Selected excerpt =>
····················
There is no denying the importance of the universal human need for work. But the dislocation of communities worldwide, forced to migrate in search of it, has never been a voluntary process. In Washington, dislocation is a dirty, unmentionable secret of the global economy.

Sergio Sosa, a Guatemalan organizer of Omaha Together One Community in Nebraska, emphasizes that "Mams and Qanjobales face poverty and isolation, even the possible disappearance of their identity. But they didn't choose this. People from Europe and the US crossed our borders to come to Guatemala, and took over our land and economy. Migration is a form of fighting back. Now it's our turn to cross borders."

When they do, though, they confront a second dirty secret of globalization - inequality.

Inequality is the most important product of US immigration policy, and a conscious one. Washington's current spate of guest worker proposals all assume that immigrants should not be treated as the equals of the people around them, or have the same rights. This assumption denies the reality that the migration of people is as much a product of the global economy as the migration of capital. At the same time, the philosophy these proposals reflect would reverse a 400-year history of struggle in the US to expand the rights of all people.

Migration is a complex economic and social process in which whole communities participate.. Migration creates communities, which today pose challenging questions about the nature of citizenship in a globalized world.

While living in a settlement of bamboo and plastic tents, for instance, in the reeds beside California's Russian River, Fausto Lopez, a Triqui migrant farm worker, became president of the Sonoma County chapter of the Indigenous Front of Binational Organizations (FIOB). He brought fellow Triquis from their impromptu encampment to marches and demonstrations in California's state capitol, demanding drivers' licenses and amnesty for undocumented immigrants. Living in conditions most Americans equate with extreme poverty, they see themselves, not as victims, but as social actors, with a right to acceptance both in Mexico and the US.

"Indigenous Oaxaqueños understand the need for community and organization," says Rufino Dominguez, who coordinates the FIOB. "When people migrate from a community in Oaxaca, in the new places where they settle they form a committee comprised of people from their home town. They are united and live near one another. This is a tradition they don't lose, wherever they go."

Just as migrants carry community with them, they also carry those traditions of social rights and organization, just as a turtle carries its protective shell. The desire for community is as important and necessary to survival as the need to find work, or to escape hunger and state violence. David Fitzgerald, an LA Times photographer turned academic, says "community lies at the heart" of the questions posed by migration.


Indigenous migrants from Mexico and Central America overwhelmingly belong to transnational communities like those of Oaxaca's Mixtecs and Triquis, or Guatemala's Mams and Qanjobales. Mixtec scholar Gaspar Rivera-Salgado, and Jonathan Fox, an authority on Oaxacan migration at the University of California in Santa Cruz, refer to "Oaxacalifornia" as a "space in which migrants bring together their lives in California with their communities of origin more than 2500 miles away." They might have equally referred to Pueblayork, the nickname bestowed on New York by a similar flow of indigenous migration from the Mexican state of Puebla. Migrants from Guatemala's Santa Eulalia don't yet call their Midwest community Nebraskamala, but there are enough migrants living in Omaha and surrounding meatpacking towns to make such a nickname inevitable.
····················
Items stored from a collection
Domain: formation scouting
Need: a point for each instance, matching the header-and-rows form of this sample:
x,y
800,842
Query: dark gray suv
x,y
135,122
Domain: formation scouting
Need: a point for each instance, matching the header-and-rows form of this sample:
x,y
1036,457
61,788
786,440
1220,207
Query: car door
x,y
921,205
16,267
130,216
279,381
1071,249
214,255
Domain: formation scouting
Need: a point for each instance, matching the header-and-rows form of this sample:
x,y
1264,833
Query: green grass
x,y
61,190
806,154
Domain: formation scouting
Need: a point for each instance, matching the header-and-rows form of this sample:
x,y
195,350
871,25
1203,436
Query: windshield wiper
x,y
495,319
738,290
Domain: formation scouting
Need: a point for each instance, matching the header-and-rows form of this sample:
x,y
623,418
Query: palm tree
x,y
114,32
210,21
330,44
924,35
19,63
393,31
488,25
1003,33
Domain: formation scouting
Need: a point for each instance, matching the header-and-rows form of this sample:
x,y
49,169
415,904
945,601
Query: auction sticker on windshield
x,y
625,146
····················
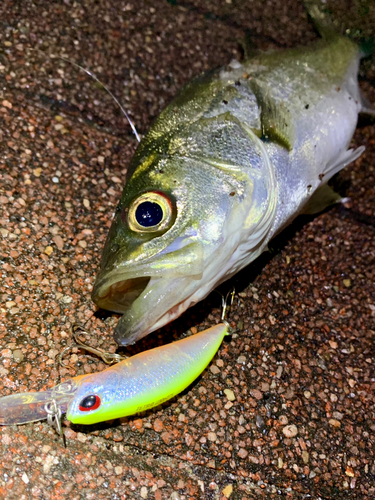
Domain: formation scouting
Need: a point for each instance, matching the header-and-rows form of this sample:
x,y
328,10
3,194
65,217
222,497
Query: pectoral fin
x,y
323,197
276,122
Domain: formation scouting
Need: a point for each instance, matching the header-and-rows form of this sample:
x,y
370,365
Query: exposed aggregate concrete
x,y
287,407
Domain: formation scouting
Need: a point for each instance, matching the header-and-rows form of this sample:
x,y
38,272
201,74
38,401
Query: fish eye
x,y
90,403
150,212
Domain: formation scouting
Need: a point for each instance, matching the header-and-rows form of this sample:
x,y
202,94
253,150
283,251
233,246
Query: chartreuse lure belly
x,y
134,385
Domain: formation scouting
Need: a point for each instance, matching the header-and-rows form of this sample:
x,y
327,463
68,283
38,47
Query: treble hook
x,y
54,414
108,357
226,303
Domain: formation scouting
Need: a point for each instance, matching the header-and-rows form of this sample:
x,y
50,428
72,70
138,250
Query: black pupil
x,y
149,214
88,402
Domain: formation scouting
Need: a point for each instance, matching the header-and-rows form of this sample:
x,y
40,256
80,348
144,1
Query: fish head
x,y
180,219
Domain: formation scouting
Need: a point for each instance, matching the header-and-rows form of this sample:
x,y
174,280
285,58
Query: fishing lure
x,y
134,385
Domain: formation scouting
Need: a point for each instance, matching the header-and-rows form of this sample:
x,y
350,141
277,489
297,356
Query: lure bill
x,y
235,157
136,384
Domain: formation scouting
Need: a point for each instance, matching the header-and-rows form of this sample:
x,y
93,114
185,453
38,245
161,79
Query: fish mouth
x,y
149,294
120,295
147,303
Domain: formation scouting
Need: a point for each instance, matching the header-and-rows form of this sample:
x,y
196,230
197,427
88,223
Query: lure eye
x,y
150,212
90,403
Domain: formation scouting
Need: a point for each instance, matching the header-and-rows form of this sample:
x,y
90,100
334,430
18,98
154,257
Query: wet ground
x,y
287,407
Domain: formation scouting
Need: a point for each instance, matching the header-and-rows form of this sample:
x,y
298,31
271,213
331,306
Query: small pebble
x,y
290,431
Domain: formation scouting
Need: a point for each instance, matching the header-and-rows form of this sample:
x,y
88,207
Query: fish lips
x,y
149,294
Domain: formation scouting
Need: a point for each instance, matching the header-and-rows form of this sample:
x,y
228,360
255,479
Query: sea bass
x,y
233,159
····················
Instruction 1 =>
Answer these questions using the excerpt on migration:
(a) For which Nebraska organization is Sergio Sosa an organizer?
(b) What nickname was given to New York by indigenous migration from Puebla?
(c) Of which chapter did Fausto Lopez become president?
Instruction 2 =>
Please print everything in the excerpt on migration from "Inequality is the" down to "a globalized world.".
Instruction 3 =>
Decide whether each statement agrees with the excerpt on migration, giving yes or no and the words from the excerpt that settle it.
(a) Fausto Lopez is a Mixtec migrant.
(b) Rufino Dominguez coordinates the FIOB.
(c) David Fitzgerald was once a photographer for the LA Times.

Worked answer 1 =>
(a) Omaha Together One Community
(b) Pueblayork
(c) The Sonoma County chapter of the Indigenous Front of Binational Organizations (FIOB)

Worked answer 2 =>
Inequality is the most important product of US immigration policy, and a conscious one. Washington's current spate of guest worker proposals all assume that immigrants should not be treated as the equals of the people around them, or have the same rights. This assumption denies the reality that the migration of people is as much a product of the global economy as the migration of capital. At the same time, the philosophy these proposals reflect would reverse a 400-year history of struggle in the US to expand the rights of all people.

Migration is a complex economic and social process in which whole communities participate.. Migration creates communities, which today pose challenging questions about the nature of citizenship in a globalized world.

Worked answer 3 =>
(a) No: "Fausto Lopez, a Triqui migrant farm worker"
(b) Yes: "Rufino Dominguez, who coordinates the FIOB"
(c) Yes: "David Fitzgerald, an LA Times photographer turned academic"